TO BE DONE
Return every line of the records that contains the word "gate", treating uppercase and lowercase as different.
_____
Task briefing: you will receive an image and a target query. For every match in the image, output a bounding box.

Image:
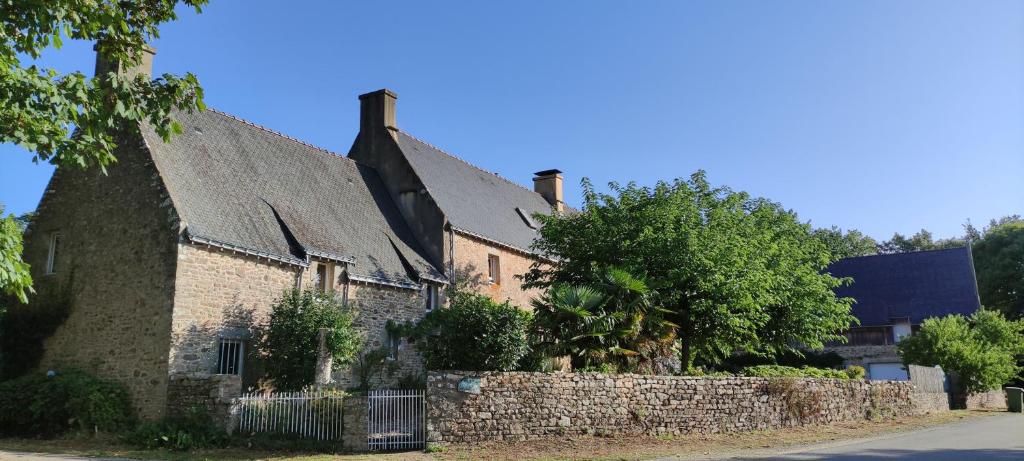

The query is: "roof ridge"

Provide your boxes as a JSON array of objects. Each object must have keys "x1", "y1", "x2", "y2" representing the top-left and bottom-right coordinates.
[
  {"x1": 837, "y1": 245, "x2": 968, "y2": 262},
  {"x1": 394, "y1": 128, "x2": 543, "y2": 198},
  {"x1": 206, "y1": 107, "x2": 355, "y2": 163}
]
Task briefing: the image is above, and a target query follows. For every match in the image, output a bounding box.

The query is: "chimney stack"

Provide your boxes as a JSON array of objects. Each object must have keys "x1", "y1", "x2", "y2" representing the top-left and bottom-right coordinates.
[
  {"x1": 359, "y1": 88, "x2": 398, "y2": 135},
  {"x1": 534, "y1": 170, "x2": 565, "y2": 211},
  {"x1": 92, "y1": 43, "x2": 157, "y2": 79}
]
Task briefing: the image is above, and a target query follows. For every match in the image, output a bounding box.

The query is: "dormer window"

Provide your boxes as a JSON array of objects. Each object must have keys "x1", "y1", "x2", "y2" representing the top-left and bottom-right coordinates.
[
  {"x1": 423, "y1": 284, "x2": 437, "y2": 312},
  {"x1": 487, "y1": 254, "x2": 502, "y2": 284}
]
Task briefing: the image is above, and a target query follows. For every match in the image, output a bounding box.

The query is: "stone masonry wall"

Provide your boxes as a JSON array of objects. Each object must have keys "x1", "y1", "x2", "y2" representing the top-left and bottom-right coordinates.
[
  {"x1": 25, "y1": 129, "x2": 178, "y2": 419},
  {"x1": 333, "y1": 284, "x2": 427, "y2": 387},
  {"x1": 169, "y1": 243, "x2": 298, "y2": 385},
  {"x1": 427, "y1": 372, "x2": 948, "y2": 443},
  {"x1": 455, "y1": 234, "x2": 541, "y2": 310},
  {"x1": 167, "y1": 374, "x2": 242, "y2": 430}
]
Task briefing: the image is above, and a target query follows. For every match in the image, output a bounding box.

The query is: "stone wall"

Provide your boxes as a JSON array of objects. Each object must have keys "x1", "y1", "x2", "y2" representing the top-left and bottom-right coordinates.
[
  {"x1": 167, "y1": 374, "x2": 242, "y2": 431},
  {"x1": 25, "y1": 130, "x2": 178, "y2": 419},
  {"x1": 169, "y1": 243, "x2": 299, "y2": 384},
  {"x1": 964, "y1": 389, "x2": 1007, "y2": 410},
  {"x1": 333, "y1": 284, "x2": 427, "y2": 387},
  {"x1": 455, "y1": 234, "x2": 541, "y2": 310},
  {"x1": 427, "y1": 372, "x2": 948, "y2": 443}
]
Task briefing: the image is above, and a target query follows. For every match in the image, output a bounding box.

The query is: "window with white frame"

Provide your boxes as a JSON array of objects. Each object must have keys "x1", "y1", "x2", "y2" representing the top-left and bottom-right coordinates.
[
  {"x1": 487, "y1": 254, "x2": 502, "y2": 284},
  {"x1": 46, "y1": 233, "x2": 60, "y2": 275},
  {"x1": 423, "y1": 284, "x2": 437, "y2": 312},
  {"x1": 217, "y1": 338, "x2": 245, "y2": 375}
]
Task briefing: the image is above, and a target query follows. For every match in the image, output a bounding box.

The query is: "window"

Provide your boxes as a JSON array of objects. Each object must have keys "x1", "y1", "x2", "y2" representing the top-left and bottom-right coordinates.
[
  {"x1": 315, "y1": 262, "x2": 334, "y2": 292},
  {"x1": 424, "y1": 284, "x2": 437, "y2": 312},
  {"x1": 217, "y1": 338, "x2": 245, "y2": 375},
  {"x1": 46, "y1": 233, "x2": 60, "y2": 275},
  {"x1": 487, "y1": 254, "x2": 502, "y2": 284},
  {"x1": 384, "y1": 331, "x2": 401, "y2": 361}
]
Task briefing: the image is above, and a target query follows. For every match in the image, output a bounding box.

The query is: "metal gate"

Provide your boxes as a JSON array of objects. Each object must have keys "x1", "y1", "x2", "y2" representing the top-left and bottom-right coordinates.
[{"x1": 367, "y1": 389, "x2": 427, "y2": 451}]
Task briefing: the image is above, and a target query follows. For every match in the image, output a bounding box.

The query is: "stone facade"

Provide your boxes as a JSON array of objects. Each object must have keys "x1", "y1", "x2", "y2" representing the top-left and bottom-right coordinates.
[
  {"x1": 333, "y1": 284, "x2": 427, "y2": 387},
  {"x1": 824, "y1": 344, "x2": 902, "y2": 369},
  {"x1": 454, "y1": 234, "x2": 541, "y2": 310},
  {"x1": 25, "y1": 130, "x2": 178, "y2": 418},
  {"x1": 427, "y1": 372, "x2": 948, "y2": 443},
  {"x1": 167, "y1": 374, "x2": 242, "y2": 430},
  {"x1": 169, "y1": 244, "x2": 299, "y2": 379}
]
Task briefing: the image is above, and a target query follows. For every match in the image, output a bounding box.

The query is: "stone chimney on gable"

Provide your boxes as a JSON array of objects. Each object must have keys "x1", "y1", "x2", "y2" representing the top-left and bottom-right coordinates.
[
  {"x1": 92, "y1": 43, "x2": 157, "y2": 78},
  {"x1": 534, "y1": 170, "x2": 565, "y2": 211},
  {"x1": 359, "y1": 88, "x2": 398, "y2": 134}
]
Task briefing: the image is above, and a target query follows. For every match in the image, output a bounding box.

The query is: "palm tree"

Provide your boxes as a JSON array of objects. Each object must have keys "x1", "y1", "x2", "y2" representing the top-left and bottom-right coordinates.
[{"x1": 531, "y1": 267, "x2": 677, "y2": 371}]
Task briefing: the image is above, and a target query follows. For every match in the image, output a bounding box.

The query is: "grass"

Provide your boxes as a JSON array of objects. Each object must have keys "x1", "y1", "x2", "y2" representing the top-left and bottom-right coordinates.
[{"x1": 0, "y1": 410, "x2": 990, "y2": 461}]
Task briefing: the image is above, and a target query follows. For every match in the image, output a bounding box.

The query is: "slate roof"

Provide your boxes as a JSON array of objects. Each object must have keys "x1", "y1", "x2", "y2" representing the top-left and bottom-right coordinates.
[
  {"x1": 397, "y1": 130, "x2": 551, "y2": 251},
  {"x1": 142, "y1": 110, "x2": 444, "y2": 284},
  {"x1": 827, "y1": 247, "x2": 981, "y2": 327}
]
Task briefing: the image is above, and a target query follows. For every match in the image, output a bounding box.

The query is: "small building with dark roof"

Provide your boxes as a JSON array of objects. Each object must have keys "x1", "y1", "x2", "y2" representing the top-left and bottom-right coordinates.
[{"x1": 826, "y1": 247, "x2": 981, "y2": 379}]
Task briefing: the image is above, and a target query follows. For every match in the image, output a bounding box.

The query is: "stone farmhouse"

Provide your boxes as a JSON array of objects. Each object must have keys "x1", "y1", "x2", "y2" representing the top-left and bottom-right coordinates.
[
  {"x1": 827, "y1": 247, "x2": 981, "y2": 380},
  {"x1": 25, "y1": 48, "x2": 564, "y2": 418}
]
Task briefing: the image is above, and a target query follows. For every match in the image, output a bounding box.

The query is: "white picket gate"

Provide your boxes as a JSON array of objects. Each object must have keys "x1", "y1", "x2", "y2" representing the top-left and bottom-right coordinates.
[
  {"x1": 234, "y1": 390, "x2": 345, "y2": 441},
  {"x1": 367, "y1": 389, "x2": 427, "y2": 451}
]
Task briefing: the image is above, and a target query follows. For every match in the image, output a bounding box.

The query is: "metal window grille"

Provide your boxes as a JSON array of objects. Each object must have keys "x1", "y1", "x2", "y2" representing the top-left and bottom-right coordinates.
[
  {"x1": 46, "y1": 233, "x2": 60, "y2": 274},
  {"x1": 487, "y1": 254, "x2": 502, "y2": 284},
  {"x1": 217, "y1": 338, "x2": 245, "y2": 375},
  {"x1": 426, "y1": 285, "x2": 437, "y2": 312},
  {"x1": 367, "y1": 389, "x2": 427, "y2": 451}
]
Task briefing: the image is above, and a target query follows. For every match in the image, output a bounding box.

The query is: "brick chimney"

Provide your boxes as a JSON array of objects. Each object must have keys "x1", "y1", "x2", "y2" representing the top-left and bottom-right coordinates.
_____
FULL SOLUTION
The query is: "metal gate"
The query is: "white picket gate"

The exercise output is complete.